> TEXT SEGMENT

Out and About: The great swindle of spring snowshoeing
Published 7:22 am Thursday, April 17, 2025
TOLLGATE — Spring snowshoeing is cheating.
This is no terrible transgression, to be sure.
Nothing that would lead to a prosecution.
It’s more akin to dunking on an 8-foot hoop, or competing in a spelling bee while holding a dictionary.
The unique nature of snowshoeing in spring has to do with the physical properties of snow.
Freshly fallen snow in Northeastern Oregon, particularly during winter, tends to be light and powdery — more like talcum powder than porridge.
This soft, insubstantial snow gives way at the slightest touch.
Snowshoes, of course, are designed to offset this. It’s a matter of physics — the larger surface area of snowshoes, compared with plain old boots, means there’s less pressure exerted on the snow.
Where a boot plunges, a snowshoe “floats.”
Well, not exactly.
The advantage that snowshoes confer varies dramatically depending on the consistency, and of course the depth, of the snow.

> PROVIDED DATA
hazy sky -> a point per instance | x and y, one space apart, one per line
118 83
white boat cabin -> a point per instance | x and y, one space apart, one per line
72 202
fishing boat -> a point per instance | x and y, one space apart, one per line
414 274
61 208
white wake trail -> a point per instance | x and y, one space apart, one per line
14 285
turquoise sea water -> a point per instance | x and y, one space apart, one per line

> YOUR OBJECTIVE
Output the part of the snowshoeing article that begins at the words "The unique nature" and stops after the words "Well, not exactly.", copied word for word. The records have nothing to do with the snowshoeing article.

> CORRECT RESPONSE
The unique nature of snowshoeing in spring has to do with the physical properties of snow.
Freshly fallen snow in Northeastern Oregon, particularly during winter, tends to be light and powdery — more like talcum powder than porridge.
This soft, insubstantial snow gives way at the slightest touch.
Snowshoes, of course, are designed to offset this. It’s a matter of physics — the larger surface area of snowshoes, compared with plain old boots, means there’s less pressure exerted on the snow.
Where a boot plunges, a snowshoe “floats.”
Well, not exactly.